Friday, January 27, 2012

confessions...

WOW I just read an amazing post over at The Better Mom titled "when you’re not good enough {and the right things don’t work}"

She actually admitted to having a dirty kitchen, fighting with her husband and having the kids "hate" her! 

This was perfect timing for me to read this.  I have been convicted of being real and honest... so here goes:

Yes, more times then not my floors are not clean.

Yes, more times then not we miss preschool work.

Yes, the hubby and I fight sometimes.

Yes, I raise my voice way more then necessary at the kids, dogs, and husband.

Yes, there are times when the laundry piles up so high I don't ever think it will all get done and if it does it does not always end up folded.

Yes, I struggle with self-control and self-discipline.

The list could go on and on.  It is time that I stop worrying about being perfect, or at least trying to look it (and probably do a really bad job at it).

Written exercise 1:
According to the blog post, on which site did the writer read the post that prompted these confessions?

Task input:

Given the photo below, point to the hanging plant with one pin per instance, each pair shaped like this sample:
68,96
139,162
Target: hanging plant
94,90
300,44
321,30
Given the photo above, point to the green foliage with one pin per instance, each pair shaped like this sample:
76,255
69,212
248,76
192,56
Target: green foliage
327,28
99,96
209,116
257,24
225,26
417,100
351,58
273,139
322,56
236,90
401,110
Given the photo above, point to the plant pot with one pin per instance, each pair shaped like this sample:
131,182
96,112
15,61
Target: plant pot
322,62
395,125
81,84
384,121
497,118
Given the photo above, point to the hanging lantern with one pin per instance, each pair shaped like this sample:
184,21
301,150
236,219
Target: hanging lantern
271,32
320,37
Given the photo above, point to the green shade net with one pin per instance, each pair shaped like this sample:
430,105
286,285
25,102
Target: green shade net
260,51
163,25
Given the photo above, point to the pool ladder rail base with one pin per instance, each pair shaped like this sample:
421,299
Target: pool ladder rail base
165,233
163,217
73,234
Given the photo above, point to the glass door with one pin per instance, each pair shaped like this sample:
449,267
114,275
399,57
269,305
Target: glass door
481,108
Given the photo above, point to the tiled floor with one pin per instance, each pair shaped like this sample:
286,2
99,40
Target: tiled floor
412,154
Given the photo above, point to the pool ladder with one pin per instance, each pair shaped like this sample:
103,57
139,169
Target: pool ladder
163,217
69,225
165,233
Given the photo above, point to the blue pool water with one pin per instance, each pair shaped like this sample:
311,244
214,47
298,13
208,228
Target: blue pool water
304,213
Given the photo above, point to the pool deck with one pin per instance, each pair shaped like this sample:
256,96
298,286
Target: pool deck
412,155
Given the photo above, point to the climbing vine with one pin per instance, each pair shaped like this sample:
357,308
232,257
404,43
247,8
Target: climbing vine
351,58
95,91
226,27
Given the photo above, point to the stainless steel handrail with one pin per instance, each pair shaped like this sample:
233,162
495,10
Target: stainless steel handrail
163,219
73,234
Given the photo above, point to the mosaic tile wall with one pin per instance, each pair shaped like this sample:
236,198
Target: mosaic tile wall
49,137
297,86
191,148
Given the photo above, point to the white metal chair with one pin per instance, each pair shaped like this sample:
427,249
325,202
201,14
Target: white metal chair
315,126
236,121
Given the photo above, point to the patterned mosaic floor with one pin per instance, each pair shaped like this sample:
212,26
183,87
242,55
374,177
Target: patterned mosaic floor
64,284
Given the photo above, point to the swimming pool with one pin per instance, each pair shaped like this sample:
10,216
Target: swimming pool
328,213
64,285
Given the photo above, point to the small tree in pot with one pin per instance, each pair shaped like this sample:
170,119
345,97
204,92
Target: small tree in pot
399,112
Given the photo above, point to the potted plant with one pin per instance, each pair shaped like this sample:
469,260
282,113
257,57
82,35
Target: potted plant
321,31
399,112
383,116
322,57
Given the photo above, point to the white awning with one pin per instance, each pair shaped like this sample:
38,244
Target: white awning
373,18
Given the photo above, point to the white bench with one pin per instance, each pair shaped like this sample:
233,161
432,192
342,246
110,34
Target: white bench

Written exercise 2:
Transcribe the records word for word, from the line with "Given the photo above, point to the white bench" through the end of the records.

Complete answer 1:
The Better Mom

Complete answer 2:
Given the photo above, point to the white bench with one pin per instance, each pair shaped like this sample:
233,161
432,192
342,246
110,34
Target: white bench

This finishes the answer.